### PASSAGE SHOWN:
Return a copy (only the coefficients and states are copied), parent and info are passed by reference

Parameters:: statec (StateC)
Return type:: StateC

degenerate(atol: float)

Find degenerate coefficients with a specified precision

Parameters:: atol (float) – the precision above which coefficients are not considered degenerate
Returns:: a list of indices
Return type:: list of ndarray

derivative(order=1, degenerate=1e-05, degenerate_dir=(1, 1, 1), matrix=False)

Calculate the derivative with respect to \(\mathbf k\) for a set of states up to a given order

These are calculated using the analytic expression (\(\alpha\) corresponding to the Cartesian directions), here only shown for the 1st order derivative:

\[\mathbf{d}_{\alpha ij} = \langle \psi_j | \frac{\partial}{\partial\mathbf k_\alpha} \mathbf H(\mathbf k) | \psi_i \rangle\]

In case of non-orthogonal basis the equations substitutes \(\mathbf H(\mathbf k)\) by \(\mathbf H(\mathbf k) - \epsilon_i\mathbf S(\mathbf k)\).

The 2nd order derivatives are calculated with the Berry curvature correction:

\[\mathbf d^2_{\alpha \beta ij} = \langle\psi_j| \frac{\partial^2}{\partial\mathbf k_\alpha\partial\mathbf k_\beta} \mathbf H(\mathbf k) | \psi_i\rangle - \frac12\frac{\mathbf{d}_{\alpha ij}\mathbf{d}_{\beta ij}} {\epsilon_j - \epsilon_i}\]

Notes

When requesting 2nd derivatives it will not be advisable to use a sub before calculating the derivatives since the 1st order perturbation uses the energy differences (Berry contribution) and the 1st derivative matrix for correcting the curvature.

For states at the \(\Gamma\) point you may get warnings about casting complex numbers to reals. In these cases you should force the state at the \(\Gamma\) point to be calculated in complex numbers to enable the correct decoupling.

Parameters:

order ({1, 2}) – an integer specifying which order of the derivative is being calculated.

### SOURCE DATA:
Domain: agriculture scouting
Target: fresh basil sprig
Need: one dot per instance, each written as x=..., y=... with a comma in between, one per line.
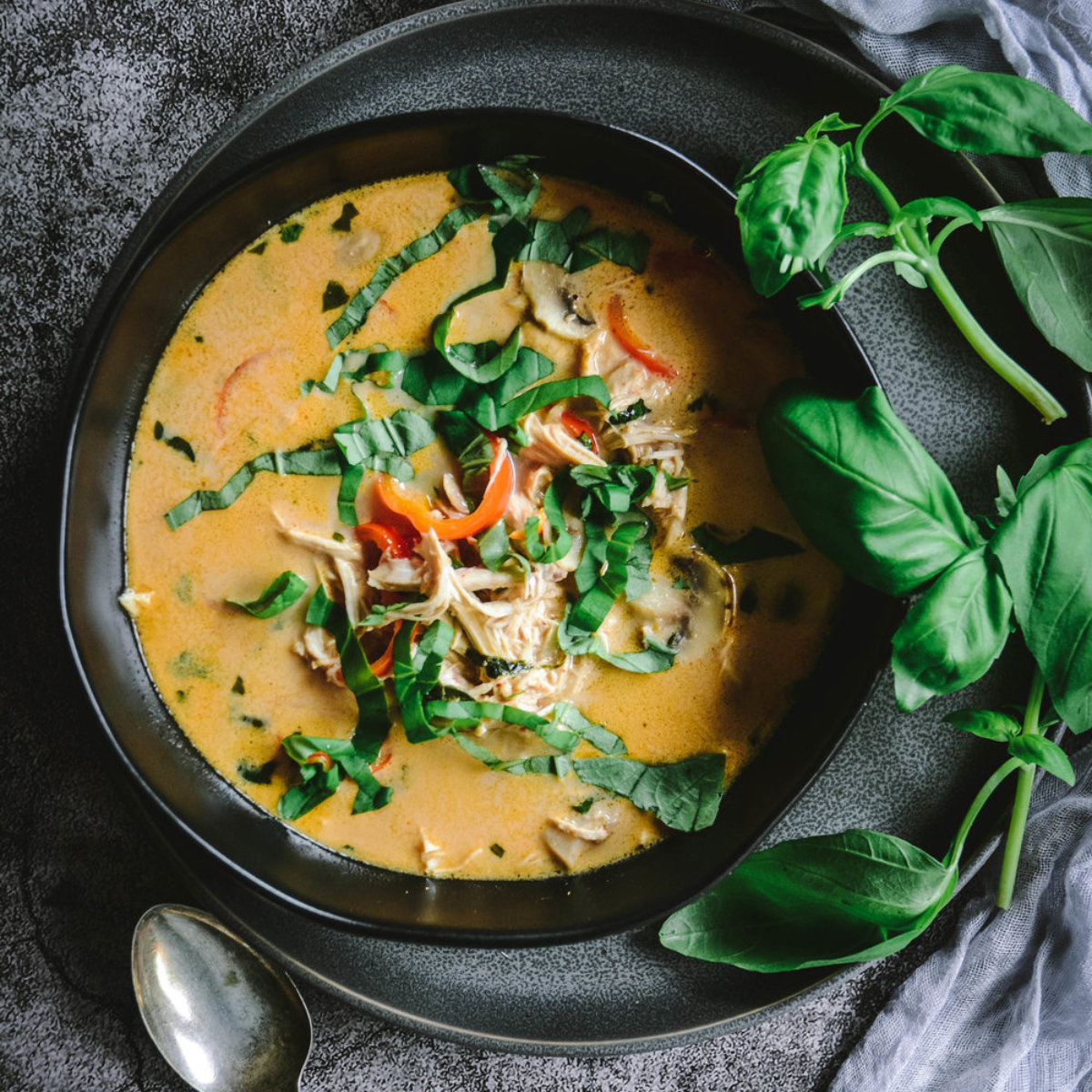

### CHALLENGES:
**1.** Reproduce the stretch of the state-methods documentation from "When requesting 2nd" through "correcting the curvature.".
**2.** Answer these questions from the state-methods documentation:
(a) What does the degenerate method return?
(b) What is the default value of the degenerate argument of derivative?
(c) What should be done for states at the Gamma point that trigger warnings about casting complex numbers to reals?
**3.** Take the state-methods documentation further, starting after its final sentence.
The lines have no connection to the state-methods documentation.

### RESULTS:
**1.**
When requesting 2nd derivatives it will not be advisable to use a sub before calculating the derivatives since the 1st order perturbation uses the energy differences (Berry contribution) and the 1st derivative matrix for correcting the curvature.

**2.**
(a) A list of indices.
(b) 1e-05.
(c) The state at the Gamma point should be forced to be calculated in complex numbers.

**3.**
degenerate (float or list of array_like, optional) – If a float is passed it is regarded as the degeneracy tolerance used to calculate the degeneracy levels. Defaults to 1e-5 eV. If a list, it contains the indices of degenerate states. In that case a prior diagonalization is required to decouple them. See degenerate_dir for the sum of directions.
degenerate_dir ((3,), optional) – a direction used for degenerate decoupling. The decoupling based on the velocity along this direction
matrix (bool, optional) – whether the full matrix or only the diagonal components are returned

See also

SparseOrbitalBZ.dPk: function for generating the matrix derivatives
SparseOrbitalBZ.dSk: function for generating the matrix derivatives in non-orthogonal basis

Returns:

dv – the 1st derivative, has shape (3, state.shape[0]) for matrix=False, else has shape (3, state.shape[0], state.shape[0]) Also returned for order >= 2 since it is used in the higher order derivatives
ddv – the 2nd derivative, has shape (6, state.shape[0]) for matrix=False, else has shape (6, state.shape[0], state.shape[0]), the first dimension is in the Voigt representation Only returned for order >= 2

property dkind: The data-type of the state (in str)

property dtype: Data-type for the state

effective_mass(*args, **kwargs)

Calculate effective mass tensor for the states, units are (ps/Ang)^2

This routine calls derivative(2, *args, **kwargs) and returns the effective mass for all states.

Note that the coefficients associated with the StateCElectron must correspond to the energies of the states.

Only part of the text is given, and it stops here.